• [Work instruction]: Write out, unchanged, the lines from the one holding "Target: shallow water" to the close of the listing. Both the first and last lines belong in it.

• [Provided information]:
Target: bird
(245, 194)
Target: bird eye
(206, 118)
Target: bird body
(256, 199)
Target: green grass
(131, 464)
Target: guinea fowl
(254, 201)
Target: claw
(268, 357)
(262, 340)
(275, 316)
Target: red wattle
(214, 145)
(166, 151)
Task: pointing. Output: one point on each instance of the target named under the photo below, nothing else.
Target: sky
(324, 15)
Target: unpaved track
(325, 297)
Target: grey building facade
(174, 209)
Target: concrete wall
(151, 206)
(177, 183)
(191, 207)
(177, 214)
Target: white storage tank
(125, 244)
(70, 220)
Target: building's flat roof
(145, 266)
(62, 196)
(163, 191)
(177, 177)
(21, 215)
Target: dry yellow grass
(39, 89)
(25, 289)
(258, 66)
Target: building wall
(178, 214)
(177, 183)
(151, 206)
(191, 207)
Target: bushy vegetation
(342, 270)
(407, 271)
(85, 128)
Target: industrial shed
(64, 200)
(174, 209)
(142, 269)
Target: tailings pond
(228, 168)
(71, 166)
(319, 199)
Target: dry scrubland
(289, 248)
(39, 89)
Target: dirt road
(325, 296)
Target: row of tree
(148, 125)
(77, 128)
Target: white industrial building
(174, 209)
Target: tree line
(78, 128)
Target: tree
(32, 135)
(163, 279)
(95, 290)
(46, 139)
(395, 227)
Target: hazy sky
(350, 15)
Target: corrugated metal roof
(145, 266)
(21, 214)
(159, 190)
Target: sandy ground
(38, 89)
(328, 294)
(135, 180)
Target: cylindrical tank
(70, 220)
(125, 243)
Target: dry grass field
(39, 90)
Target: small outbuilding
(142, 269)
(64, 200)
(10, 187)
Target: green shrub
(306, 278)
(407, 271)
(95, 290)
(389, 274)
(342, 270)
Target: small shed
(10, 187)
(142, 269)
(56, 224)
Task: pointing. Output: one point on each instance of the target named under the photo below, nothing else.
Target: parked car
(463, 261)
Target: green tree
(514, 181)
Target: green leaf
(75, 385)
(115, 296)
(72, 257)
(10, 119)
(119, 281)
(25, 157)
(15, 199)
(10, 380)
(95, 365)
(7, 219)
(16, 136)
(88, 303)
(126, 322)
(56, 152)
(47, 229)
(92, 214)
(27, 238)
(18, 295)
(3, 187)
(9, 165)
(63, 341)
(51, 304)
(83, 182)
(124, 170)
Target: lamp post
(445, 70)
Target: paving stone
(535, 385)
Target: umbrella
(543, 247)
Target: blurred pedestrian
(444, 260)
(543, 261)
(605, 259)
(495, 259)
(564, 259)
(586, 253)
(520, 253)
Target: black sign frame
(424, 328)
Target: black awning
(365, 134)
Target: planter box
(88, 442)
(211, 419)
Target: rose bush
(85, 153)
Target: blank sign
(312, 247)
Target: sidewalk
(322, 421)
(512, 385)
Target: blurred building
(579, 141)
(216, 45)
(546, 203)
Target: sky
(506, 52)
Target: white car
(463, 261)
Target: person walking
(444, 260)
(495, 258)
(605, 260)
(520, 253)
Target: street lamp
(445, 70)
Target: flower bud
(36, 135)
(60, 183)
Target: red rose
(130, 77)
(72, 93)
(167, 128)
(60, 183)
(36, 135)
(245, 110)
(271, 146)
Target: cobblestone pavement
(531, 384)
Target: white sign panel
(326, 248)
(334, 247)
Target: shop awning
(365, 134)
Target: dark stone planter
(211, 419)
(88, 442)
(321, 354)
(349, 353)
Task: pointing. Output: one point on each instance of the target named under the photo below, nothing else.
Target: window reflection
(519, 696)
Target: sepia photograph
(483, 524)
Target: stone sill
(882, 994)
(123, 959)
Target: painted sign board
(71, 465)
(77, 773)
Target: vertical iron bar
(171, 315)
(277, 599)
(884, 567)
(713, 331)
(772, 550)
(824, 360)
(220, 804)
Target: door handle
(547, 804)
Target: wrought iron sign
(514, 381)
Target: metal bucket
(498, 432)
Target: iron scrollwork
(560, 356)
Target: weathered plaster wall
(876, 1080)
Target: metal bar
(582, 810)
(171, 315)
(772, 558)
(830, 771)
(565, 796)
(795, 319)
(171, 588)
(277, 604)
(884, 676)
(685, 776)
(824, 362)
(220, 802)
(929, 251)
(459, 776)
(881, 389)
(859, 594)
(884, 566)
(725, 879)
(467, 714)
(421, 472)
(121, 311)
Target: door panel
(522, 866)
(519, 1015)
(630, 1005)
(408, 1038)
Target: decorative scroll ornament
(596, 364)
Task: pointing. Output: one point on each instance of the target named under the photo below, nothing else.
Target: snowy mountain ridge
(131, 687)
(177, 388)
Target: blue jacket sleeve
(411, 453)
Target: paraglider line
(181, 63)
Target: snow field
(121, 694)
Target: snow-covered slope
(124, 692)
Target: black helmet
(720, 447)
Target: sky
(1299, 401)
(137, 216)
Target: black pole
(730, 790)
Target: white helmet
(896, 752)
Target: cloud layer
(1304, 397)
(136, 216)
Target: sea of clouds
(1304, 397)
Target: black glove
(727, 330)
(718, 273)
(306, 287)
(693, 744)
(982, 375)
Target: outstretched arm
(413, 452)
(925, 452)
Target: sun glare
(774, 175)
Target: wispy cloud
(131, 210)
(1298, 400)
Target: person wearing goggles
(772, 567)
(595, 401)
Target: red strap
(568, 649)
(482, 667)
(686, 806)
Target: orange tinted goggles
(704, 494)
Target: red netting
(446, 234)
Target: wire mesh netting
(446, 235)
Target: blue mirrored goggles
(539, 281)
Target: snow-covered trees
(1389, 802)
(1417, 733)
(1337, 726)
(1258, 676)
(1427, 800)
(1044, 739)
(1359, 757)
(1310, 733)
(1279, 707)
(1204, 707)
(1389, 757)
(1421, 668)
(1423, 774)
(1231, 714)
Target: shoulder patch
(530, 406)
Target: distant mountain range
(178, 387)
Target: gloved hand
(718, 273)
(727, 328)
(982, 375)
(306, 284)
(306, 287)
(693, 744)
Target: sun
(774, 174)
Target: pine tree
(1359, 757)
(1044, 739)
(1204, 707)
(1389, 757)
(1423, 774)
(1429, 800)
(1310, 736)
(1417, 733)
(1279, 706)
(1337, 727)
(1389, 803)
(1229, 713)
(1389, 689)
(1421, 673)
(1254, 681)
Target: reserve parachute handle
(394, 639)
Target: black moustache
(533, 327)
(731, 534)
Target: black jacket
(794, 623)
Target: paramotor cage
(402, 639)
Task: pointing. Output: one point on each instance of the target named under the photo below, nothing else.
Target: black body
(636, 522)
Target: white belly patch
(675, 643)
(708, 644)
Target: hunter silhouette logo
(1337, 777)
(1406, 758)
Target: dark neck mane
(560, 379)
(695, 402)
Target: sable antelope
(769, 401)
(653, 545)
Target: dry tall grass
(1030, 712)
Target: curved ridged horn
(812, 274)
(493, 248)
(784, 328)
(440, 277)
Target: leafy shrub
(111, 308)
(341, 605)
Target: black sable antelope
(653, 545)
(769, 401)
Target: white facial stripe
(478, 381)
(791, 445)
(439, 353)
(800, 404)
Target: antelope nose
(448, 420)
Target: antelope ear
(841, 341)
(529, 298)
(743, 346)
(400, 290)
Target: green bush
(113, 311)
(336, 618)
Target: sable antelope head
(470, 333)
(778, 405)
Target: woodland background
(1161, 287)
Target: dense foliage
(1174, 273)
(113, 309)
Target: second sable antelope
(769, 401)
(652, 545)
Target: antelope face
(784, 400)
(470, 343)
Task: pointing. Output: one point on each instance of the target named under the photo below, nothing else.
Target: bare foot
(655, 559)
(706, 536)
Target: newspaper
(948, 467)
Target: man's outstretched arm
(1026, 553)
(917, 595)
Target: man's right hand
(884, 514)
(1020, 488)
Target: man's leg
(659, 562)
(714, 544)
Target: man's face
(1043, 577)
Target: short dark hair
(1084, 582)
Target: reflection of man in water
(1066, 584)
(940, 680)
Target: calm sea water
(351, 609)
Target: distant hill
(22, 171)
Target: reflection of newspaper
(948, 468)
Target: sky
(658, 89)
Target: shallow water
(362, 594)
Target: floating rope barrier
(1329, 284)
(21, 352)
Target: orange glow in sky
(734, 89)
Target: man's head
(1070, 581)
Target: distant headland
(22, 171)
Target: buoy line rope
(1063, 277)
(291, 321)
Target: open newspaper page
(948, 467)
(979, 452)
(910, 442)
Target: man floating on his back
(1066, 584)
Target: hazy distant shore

• [Final answer]:
Target: shallow water
(362, 594)
Target: floating rope barrier
(1329, 284)
(21, 352)
Target: orange glow in sky
(734, 89)
Target: man's head
(1070, 581)
Target: distant headland
(22, 171)
Target: buoy line rope
(1063, 277)
(291, 321)
Target: open newspaper page
(948, 467)
(979, 452)
(910, 442)
Target: man floating on his back
(1066, 584)
Target: hazy distant shore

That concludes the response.